Short problem
Write out the data again, starting with the line that contains "outline shadowed rock face, every instance" and going on through the line that contains "M 401 571 L", with "rock face" replaced by "cliff wall" and everything else unchanged. Give only those lines.

Records for this task
________________________________________
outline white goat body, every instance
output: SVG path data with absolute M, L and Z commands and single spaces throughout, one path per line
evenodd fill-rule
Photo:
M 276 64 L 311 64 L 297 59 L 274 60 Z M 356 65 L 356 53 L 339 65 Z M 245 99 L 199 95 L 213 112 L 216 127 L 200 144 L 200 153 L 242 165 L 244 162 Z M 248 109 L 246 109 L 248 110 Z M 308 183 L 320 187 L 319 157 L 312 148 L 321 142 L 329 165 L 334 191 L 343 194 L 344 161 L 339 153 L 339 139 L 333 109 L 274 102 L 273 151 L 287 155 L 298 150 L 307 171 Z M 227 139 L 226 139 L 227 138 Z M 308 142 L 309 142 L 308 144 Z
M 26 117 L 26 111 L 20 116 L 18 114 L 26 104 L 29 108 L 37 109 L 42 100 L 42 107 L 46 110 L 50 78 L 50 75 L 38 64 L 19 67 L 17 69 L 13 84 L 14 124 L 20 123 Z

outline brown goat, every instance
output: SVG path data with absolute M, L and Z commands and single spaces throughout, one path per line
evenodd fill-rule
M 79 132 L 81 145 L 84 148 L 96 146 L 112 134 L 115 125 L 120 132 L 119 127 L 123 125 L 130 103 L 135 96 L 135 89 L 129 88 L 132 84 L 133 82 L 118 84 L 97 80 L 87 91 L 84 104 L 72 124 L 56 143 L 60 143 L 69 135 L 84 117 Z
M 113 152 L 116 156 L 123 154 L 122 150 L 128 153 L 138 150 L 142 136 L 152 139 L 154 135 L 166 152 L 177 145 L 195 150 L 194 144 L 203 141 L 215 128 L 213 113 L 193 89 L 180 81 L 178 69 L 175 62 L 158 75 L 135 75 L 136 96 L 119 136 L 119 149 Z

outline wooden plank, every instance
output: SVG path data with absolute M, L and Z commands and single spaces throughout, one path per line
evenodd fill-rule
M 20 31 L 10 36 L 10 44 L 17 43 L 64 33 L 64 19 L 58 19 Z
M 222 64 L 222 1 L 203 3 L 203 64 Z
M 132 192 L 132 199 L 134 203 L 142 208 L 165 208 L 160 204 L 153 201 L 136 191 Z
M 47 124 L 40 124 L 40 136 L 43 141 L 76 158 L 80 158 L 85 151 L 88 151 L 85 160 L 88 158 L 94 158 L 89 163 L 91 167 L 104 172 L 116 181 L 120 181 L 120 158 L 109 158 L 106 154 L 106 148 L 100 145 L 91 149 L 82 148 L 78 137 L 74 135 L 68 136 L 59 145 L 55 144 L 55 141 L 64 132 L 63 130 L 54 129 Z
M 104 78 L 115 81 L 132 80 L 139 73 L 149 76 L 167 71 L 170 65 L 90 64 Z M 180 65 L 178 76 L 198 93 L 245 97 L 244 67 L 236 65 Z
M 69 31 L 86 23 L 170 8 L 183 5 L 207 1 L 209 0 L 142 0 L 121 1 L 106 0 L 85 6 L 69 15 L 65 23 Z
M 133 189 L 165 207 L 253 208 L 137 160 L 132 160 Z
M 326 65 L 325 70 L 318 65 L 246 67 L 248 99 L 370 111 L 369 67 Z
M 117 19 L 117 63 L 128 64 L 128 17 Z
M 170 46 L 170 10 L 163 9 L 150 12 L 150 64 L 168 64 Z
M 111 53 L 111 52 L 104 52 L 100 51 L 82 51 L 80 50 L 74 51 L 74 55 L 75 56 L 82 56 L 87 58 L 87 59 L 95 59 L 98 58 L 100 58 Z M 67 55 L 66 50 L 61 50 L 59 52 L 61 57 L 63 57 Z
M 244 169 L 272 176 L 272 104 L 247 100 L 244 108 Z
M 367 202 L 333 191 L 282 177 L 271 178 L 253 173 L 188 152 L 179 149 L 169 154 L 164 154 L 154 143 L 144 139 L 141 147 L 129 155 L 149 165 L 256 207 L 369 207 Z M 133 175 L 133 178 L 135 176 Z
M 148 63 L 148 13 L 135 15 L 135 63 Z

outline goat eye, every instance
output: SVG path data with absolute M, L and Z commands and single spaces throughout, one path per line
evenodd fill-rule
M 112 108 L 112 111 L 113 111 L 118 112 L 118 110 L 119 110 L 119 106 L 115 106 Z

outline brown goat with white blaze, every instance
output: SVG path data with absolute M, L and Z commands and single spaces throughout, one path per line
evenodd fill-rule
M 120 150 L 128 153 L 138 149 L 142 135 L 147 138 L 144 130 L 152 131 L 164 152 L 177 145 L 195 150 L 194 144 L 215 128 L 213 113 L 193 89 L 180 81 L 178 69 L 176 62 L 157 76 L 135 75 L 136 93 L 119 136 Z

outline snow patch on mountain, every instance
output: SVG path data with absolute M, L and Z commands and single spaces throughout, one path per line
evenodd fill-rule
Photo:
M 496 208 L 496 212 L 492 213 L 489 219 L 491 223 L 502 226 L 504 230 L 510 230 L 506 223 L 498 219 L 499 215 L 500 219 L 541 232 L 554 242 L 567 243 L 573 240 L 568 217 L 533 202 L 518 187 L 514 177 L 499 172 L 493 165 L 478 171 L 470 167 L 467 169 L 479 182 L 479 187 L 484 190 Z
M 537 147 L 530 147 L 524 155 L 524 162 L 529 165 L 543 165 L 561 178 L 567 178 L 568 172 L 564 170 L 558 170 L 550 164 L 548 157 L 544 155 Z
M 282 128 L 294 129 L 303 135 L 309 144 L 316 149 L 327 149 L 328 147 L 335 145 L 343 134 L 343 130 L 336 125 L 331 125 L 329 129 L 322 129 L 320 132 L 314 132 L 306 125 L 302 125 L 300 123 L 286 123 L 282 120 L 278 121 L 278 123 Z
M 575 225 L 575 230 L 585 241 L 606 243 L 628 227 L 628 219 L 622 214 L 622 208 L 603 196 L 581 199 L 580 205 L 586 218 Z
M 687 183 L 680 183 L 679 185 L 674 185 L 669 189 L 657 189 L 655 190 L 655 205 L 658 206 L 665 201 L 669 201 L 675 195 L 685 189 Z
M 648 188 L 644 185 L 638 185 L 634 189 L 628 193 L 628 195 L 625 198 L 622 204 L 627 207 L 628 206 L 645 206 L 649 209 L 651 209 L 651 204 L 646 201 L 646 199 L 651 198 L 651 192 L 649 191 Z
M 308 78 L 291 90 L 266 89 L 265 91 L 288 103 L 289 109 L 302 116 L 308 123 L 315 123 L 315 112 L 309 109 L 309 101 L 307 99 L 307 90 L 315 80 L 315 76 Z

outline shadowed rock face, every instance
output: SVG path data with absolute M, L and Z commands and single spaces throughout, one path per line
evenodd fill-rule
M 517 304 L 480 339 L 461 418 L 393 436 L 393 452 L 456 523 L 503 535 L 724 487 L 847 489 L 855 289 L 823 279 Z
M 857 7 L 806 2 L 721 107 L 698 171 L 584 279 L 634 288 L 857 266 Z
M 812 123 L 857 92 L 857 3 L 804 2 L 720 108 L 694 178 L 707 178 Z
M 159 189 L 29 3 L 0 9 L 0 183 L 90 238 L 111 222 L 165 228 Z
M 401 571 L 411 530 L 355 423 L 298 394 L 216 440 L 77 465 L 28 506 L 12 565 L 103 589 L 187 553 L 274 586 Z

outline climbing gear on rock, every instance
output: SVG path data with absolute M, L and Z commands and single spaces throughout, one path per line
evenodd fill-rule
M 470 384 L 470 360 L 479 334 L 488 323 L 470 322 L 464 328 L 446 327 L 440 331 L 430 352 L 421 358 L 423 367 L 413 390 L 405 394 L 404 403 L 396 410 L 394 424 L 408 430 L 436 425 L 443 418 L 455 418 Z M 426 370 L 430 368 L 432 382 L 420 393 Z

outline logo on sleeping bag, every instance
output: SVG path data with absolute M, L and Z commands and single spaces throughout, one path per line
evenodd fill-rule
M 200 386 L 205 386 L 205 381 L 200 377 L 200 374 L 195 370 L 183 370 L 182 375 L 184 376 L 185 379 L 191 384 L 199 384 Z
________________________________________
Exercise solution
outline shadowed cliff wall, every instance
output: SVG path data with absolute M, L and Z commands and single spaces throughout, one path per line
evenodd fill-rule
M 517 304 L 480 339 L 461 418 L 393 436 L 393 452 L 456 523 L 503 535 L 724 487 L 847 489 L 855 289 L 823 279 Z
M 857 7 L 806 2 L 721 107 L 698 171 L 584 279 L 634 288 L 857 266 Z
M 812 123 L 857 92 L 857 3 L 804 2 L 720 108 L 694 178 L 707 178 Z
M 159 189 L 29 3 L 0 9 L 0 183 L 90 238 L 111 222 L 165 228 Z
M 401 571 L 411 530 L 355 423 L 298 394 L 216 440 L 77 465 L 28 506 L 12 565 L 103 589 L 187 553 L 274 586 Z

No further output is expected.